▶ Texto de estudio:
_ _ _

Palma a palma

Olor a enfermo

Carlos Garrido

Algunas sensaciones se encriptan, se ocultan en esa especie de cáscara de caracol donde guardamos las memorias no queridas. Pero no desaparecen por ello. Duermen, permanecen latentes. Nos marcan, queramos o no, un destino y nos prefiguran para más episodios del futuro. Cuando entras en un hospital, aunque sea para algo intrascendente o incluso agradable, te invade instantáneamente el olor a enfermo. Es una evidencia tan potente que anula otras categorías racionales. Probablemente, la historia se explicaría de forma más realista a partir de los olores. Sobre todo los dramas y tragedias: las guerras, los incendios, los terremotos. Pues vistos sólo en imagen pierden esa trascendencia física, olfativa, profunda que te dan los olores terribles.

El hospital está lleno de esos aromas infaustos. A habitación cerrada, a respiración fatigosa, a medicina, en el mejor de los casos a ambientador bienintencionado. Todos, en un momento u otro, acabamos en esa categoría. El olor adquiere una consistencia a medida que crecen los días de hospitalización. Se hace acre, contagioso. Se te impregna en la pituitaria y sólo él te va anunciando los vaivenes del pronóstico. A veces se hace más tenue, se mezcla con colonia, como si así nos avisara de que ha comenzado la mejoría. Otras veces, en cambio, se oscurece. Se mezcla con el sudor y otros humores corporales. Va adquiriendo esa consistencia tenebrosa que tienen las nubes de tormenta a lo lejos. Prefigura la recaída o la muerte. El olor a enfermo da miedo, porque es universal.

¿Qué pasaría si nos dejásemos llevar por los olores más que por las ideas y los prejuicios? ¿Seríamos más compasivos, más humanos? ¿O por el contrario nos invadirían los instintos más elementales y nos dejaríamos llevar por el miedo? Esa es la gran cuestión que, escondida en el fondo de nuestra mente, late a merced de los olores. Indefinida como el "espíritu que flota sobre las aguas" del Génesis.

_ _ _

▶ Datos proporcionados:
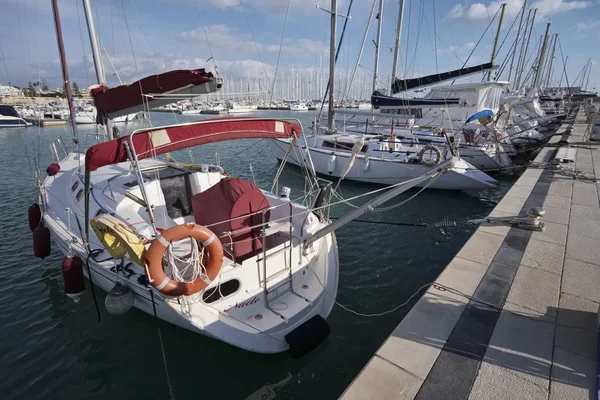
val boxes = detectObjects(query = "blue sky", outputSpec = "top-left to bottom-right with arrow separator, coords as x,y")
0,0 -> 600,98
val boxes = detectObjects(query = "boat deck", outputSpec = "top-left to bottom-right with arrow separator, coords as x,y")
342,102 -> 600,400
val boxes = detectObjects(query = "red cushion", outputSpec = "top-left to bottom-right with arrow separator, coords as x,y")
192,178 -> 270,263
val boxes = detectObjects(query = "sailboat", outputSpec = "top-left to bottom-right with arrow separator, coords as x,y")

_ _ _

Cita literalmente el pasaje del texto sobre el olor a enfermo que va desde "Algunas sensaciones se" hasta "los olores terribles.". Las filas no intervienen para nada en esta parte.

▶ Respuesta del ejercicio:
Algunas sensaciones se encriptan, se ocultan en esa especie de cáscara de caracol donde guardamos las memorias no queridas. Pero no desaparecen por ello. Duermen, permanecen latentes. Nos marcan, queramos o no, un destino y nos prefiguran para más episodios del futuro. Cuando entras en un hospital, aunque sea para algo intrascendente o incluso agradable, te invade instantáneamente el olor a enfermo. Es una evidencia tan potente que anula otras categorías racionales. Probablemente, la historia se explicaría de forma más realista a partir de los olores. Sobre todo los dramas y tragedias: las guerras, los incendios, los terremotos. Pues vistos sólo en imagen pierden esa trascendencia física, olfativa, profunda que te dan los olores terribles.